§ EXCERPTED RECORDS:
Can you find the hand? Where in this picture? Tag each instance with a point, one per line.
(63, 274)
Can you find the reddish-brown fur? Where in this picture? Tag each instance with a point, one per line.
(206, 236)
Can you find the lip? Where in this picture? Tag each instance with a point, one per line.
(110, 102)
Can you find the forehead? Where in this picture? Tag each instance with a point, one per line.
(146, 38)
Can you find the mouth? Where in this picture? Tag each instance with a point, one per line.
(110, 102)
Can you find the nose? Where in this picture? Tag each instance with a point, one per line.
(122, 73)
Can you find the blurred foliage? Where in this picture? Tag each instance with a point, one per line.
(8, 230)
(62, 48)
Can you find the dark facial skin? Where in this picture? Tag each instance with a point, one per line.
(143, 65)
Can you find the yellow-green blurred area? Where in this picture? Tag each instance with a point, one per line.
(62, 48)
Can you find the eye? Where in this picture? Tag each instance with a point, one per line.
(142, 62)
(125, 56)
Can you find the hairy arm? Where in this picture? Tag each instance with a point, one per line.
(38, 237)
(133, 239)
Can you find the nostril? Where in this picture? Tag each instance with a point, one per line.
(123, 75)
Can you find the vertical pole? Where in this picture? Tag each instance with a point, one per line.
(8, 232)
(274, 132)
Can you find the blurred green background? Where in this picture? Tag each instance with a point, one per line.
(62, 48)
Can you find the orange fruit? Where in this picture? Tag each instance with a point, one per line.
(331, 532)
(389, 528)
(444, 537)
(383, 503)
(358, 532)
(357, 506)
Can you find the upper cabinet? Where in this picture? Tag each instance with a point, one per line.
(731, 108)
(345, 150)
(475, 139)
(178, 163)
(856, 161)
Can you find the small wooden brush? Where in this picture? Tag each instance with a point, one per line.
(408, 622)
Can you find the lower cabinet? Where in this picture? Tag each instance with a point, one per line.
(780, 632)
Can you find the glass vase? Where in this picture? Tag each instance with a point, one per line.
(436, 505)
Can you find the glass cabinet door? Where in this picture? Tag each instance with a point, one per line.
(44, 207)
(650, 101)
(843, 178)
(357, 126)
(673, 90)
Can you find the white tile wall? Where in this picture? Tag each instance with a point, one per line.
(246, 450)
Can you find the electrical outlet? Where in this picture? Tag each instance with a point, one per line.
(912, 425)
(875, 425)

§ AIM: Output each entry precisely as given.

§ SOLVED PROBLEM:
Can you find the hand? Where in this picture? Tag each instance with a point, one per line.
(63, 274)
Can you find the reddish-brown fur? Where in this picture? Tag each instance with a point, one per line.
(206, 236)
Can you find the lip? Where in this picture? Tag each instance with a point, one per line.
(110, 102)
Can you find the forehead? Where in this picture? Tag each instance with a point, one per line.
(146, 38)
Can you find the mouth? Where in this picture? Tag each instance with a point, one per line.
(110, 102)
Can you find the nose? Where in this picture? Tag each instance with a point, one per line.
(122, 73)
Can you find the blurred foliage? Where in this picture? Tag each instance with a point, one per line.
(8, 230)
(62, 48)
Can you find the dark facial skin? Where in this picture? Tag each instance with a point, one per line.
(143, 65)
Can you find the yellow-green blurred area? Where in this picture? Tag each instance with a point, one per line.
(62, 48)
Can you find the eye? Where in this picture? Tag each instance with a point, one per line.
(142, 62)
(125, 56)
Can you find the hairy arm? Where in this picture? Tag each instance with a point, one per line.
(38, 237)
(133, 239)
Can you find the nostril? Where in this picture? Tag each instance with a point, one per line.
(123, 75)
Can you find the vertical pole? Where in this picture? Tag each instance with a point, one per line.
(8, 232)
(274, 132)
Can you find the blurred green background? Where in this picture? Tag each instance with a point, one per line.
(62, 48)
Can you find the orange fruit? Where in this picture? Tag each instance with a point, one per line.
(331, 532)
(389, 528)
(444, 537)
(383, 503)
(358, 532)
(357, 506)
Can you find the upper cabinet? Where in this picture? Tag each instance with a point, one per line.
(731, 108)
(345, 150)
(475, 139)
(178, 163)
(856, 161)
Can you find the small wooden brush? Where in this picture? Tag each instance with a point, one per line.
(408, 622)
Can you find the lower cabinet? Where in this picture? Tag each instance with a point, one per line.
(780, 632)
Can you find the glass vase? Where in this picture? Tag each instance with a point, one per line.
(436, 505)
Can you find the glass cabinet door? Where in this picture? Tag each instance with a point, one per line.
(44, 207)
(650, 101)
(843, 178)
(357, 126)
(673, 90)
Can you find the white tile wall? Where in this picture? Tag each instance with a point, one per line.
(246, 450)
Can you find the electrical outlet? Where in this picture? Tag each instance with a point, one per line.
(912, 425)
(875, 425)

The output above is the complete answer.